## Given text

++++++++

The first Masters competition – promoting fitness, friendship, understanding and competition through its five disciplines, and welcoming athletes aged 25 to 100 and above – was first held in 1970, with just 40 formerly “elite” swimmers. In July 2014 in Montreal, Canada, at the 15th Fina World Masters Aquatics Championships, there were over 15,000 swimmers, divers, water polo players and synchronised swimmers competing from all over the world.
Born in Indianapolis in 1926, June Fogle was the second daughter of Robert and Florence. Aged four, June and her sister, Cynthia, learned to swim in Lake Michigan. At 16 she won a national championship in the 200m breaststroke and, with her sister, was a member of three Women’s AAU (Amateur Athletic Union) Senior National Championship teams, representing the Indianapolis Riviera Swim Club (1941-43). They were also in line to compete in the 1944 Olympic Games – until they were cancelled because of the Second World War. After graduating with a degree in home economics from Purdue University, June retired from swimming to concentrate on raising a family with her husband, Jack Krauser.
In 1955 the family moved to Fort Lauderdale, Florida where Krauser began officiating at local competitions. According to her daughter, “Mom didn’t swim when we were children. She’d just lounge by the pool.”
Krauser got involved on the administrative side of swimming and helped establish the Florida Gold Coast Swimming Committee and served for a number of years as secretary/treasurer. In 1964, she was named as a member of the US Olympic Women’s Swim Committee and in 1968 took on the unpopular but necessary role of reorganising and enforcing the rulebook as the swimming rules chairman. She also served as manager on six international AAU trips.
In 1970, US Navy physician Ransom Arthur persuaded John Spannuth to organise a national age-group championship competition for older swimmers, to promote health and fitness for life. Spannuth immediately turned to Krauser to write the rules and organise the programme.
Krauser was the first and only rules chairman for US Masters Swimming and the founder and editor of the first national newsletter, Swim Master, which she printed for the next 20 years.
A few years later, when Spannuth moved over to work for Sergeant Schriver at the Special Olympics, founded in 1968, he again turned to Krauser to write the rules for that organisation. Internationally, she served on the Fina Masters Swimming Technical Committee from 1988-2004.

++++++++

## Provided information
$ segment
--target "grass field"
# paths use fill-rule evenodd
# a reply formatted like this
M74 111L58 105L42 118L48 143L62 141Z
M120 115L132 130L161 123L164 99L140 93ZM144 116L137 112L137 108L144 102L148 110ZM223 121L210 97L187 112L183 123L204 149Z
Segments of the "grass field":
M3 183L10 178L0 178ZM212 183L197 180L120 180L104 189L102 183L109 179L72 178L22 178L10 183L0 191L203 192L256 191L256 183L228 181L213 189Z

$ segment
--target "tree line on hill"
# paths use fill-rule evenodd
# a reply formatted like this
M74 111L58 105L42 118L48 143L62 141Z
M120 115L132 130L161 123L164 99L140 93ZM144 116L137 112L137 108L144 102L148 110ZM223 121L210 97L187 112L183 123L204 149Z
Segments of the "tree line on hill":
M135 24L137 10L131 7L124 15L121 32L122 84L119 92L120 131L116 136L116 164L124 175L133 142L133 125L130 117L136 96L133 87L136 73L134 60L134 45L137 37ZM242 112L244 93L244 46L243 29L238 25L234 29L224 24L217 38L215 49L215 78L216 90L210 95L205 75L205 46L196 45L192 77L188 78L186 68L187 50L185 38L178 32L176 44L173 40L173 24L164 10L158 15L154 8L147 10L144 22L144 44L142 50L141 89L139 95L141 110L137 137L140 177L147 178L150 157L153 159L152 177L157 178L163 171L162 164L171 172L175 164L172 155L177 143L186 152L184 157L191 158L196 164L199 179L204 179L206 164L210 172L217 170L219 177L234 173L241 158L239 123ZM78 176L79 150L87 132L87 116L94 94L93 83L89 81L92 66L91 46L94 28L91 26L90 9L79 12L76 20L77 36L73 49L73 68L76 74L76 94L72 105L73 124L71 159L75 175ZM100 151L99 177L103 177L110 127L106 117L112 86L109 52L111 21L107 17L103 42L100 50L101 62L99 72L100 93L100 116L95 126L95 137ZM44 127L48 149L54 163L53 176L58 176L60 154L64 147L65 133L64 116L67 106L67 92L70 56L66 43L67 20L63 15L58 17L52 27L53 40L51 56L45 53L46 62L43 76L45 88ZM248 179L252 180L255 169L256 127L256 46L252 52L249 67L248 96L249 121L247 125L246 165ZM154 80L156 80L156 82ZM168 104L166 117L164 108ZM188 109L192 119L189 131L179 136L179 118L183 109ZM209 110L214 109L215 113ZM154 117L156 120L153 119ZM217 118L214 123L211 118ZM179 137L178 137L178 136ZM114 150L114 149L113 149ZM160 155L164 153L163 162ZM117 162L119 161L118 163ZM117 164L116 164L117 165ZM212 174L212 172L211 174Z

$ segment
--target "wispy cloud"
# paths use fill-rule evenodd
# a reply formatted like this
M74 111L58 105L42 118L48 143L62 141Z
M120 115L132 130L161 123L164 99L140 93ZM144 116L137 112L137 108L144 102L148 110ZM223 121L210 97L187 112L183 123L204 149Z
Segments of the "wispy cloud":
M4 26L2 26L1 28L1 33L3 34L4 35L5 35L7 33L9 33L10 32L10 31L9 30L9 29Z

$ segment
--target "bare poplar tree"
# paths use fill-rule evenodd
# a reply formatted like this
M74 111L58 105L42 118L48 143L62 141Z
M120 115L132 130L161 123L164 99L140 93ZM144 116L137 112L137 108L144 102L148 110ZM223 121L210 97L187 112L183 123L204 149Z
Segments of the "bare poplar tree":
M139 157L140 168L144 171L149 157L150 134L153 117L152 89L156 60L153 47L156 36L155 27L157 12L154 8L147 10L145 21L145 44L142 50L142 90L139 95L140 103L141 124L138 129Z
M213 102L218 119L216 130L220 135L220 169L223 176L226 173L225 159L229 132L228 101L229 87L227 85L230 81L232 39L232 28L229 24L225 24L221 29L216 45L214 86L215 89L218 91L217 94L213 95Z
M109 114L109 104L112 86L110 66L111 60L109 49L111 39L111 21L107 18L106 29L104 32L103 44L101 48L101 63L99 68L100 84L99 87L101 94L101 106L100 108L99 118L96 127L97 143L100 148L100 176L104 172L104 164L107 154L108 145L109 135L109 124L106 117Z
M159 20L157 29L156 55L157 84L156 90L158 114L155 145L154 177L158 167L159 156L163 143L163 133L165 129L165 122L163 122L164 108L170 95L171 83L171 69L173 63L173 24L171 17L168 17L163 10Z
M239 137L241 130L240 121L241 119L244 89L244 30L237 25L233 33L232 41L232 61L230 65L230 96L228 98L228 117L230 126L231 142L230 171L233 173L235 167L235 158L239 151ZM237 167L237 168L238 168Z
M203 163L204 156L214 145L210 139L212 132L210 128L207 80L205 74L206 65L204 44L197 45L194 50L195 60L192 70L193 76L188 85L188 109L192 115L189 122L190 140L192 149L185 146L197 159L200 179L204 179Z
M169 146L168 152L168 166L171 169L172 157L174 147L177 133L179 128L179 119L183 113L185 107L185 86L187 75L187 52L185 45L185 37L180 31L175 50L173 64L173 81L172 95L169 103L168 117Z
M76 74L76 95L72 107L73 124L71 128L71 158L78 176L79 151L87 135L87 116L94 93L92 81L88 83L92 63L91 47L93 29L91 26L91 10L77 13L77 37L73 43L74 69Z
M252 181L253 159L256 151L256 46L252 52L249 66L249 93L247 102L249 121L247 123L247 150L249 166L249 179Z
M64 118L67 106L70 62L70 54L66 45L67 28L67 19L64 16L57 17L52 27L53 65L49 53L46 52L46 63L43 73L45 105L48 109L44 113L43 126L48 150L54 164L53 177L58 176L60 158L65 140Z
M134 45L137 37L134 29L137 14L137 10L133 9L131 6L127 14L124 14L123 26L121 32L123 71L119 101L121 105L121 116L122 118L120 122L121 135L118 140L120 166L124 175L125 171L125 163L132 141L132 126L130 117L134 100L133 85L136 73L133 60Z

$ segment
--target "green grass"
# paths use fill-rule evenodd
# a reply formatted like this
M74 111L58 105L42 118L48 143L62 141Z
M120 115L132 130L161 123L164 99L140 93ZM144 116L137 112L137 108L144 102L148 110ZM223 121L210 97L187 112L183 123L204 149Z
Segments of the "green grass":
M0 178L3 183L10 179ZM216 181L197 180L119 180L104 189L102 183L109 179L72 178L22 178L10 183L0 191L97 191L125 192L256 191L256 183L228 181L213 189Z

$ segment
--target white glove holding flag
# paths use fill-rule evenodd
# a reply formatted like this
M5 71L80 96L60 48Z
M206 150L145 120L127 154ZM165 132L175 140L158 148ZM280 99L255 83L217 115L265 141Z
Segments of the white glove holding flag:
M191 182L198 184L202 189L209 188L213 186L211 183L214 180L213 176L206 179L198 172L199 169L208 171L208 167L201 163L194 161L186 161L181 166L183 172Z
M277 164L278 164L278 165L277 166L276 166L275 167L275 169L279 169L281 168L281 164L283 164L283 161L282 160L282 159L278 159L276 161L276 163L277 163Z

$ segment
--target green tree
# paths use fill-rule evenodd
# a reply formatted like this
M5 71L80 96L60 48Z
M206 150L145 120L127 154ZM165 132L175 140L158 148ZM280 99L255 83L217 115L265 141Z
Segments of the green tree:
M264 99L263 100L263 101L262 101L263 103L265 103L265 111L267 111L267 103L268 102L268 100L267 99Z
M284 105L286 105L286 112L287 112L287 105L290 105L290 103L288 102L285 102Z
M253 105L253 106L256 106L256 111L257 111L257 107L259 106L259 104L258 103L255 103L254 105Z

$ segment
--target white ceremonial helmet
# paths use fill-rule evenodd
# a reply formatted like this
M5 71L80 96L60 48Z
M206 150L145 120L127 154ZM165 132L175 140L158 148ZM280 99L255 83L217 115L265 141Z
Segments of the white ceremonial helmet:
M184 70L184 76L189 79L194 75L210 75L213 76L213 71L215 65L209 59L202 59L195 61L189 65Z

++++++++

## Exercises to complete
1. According to the text about June Krauser, where did she and her sister learn to swim?
2. Write what follows the last sentence of the text about June Krauser.
The data stands apart from the text about June Krauser.

## Answers for the tasks
1. In Lake Michigan.

2.
Krauser did not compete in the first Masters, explaining that she “needed to work out for a year before she would attend so as not to embarrass herself.” In preparation to regain her elite form, she swam two-and-a-half miles a day and, in 1972, aged 46, she returned to competitive swimming, setting records in the 45-49 age group in the 200m and 500m freestyle, the 100m and 200m breaststroke and the 50m butterfly. Krauser continued to race for the next four decades and never missed a USMS national competition from 1972-2006. She also competed in every Fina Masters World Championship from its inception in 1986 to 2006, setting records in all disciplines except backstroke. At the same time, she took charge of the family’s steel-tubing business after her husband suffered a series of strokes in 1971.
In 2000, Krauser had perhaps her finest year as a swimmer, setting 13 world records in the 70-74 age group. The following year, when she competed in the 75-79 group, she accomplished perhaps her most impressive feat, breaking eight minutes in the 400m and four minutes in the 200m individual medley; prior to that, no swimmer her age had ever broken four minutes in the 200m.
She was inducted into the ISHOF as a Contributor in 1994 and into the International Masters Swimming Hall of Fame as a Swimmer in 2003. In 2007 she was inducted into the Broward County (Florida) Sports Hall of Fame.
Krauser died of complications of Parkinson’s disease, aged 88; she is survived by her son and daughter.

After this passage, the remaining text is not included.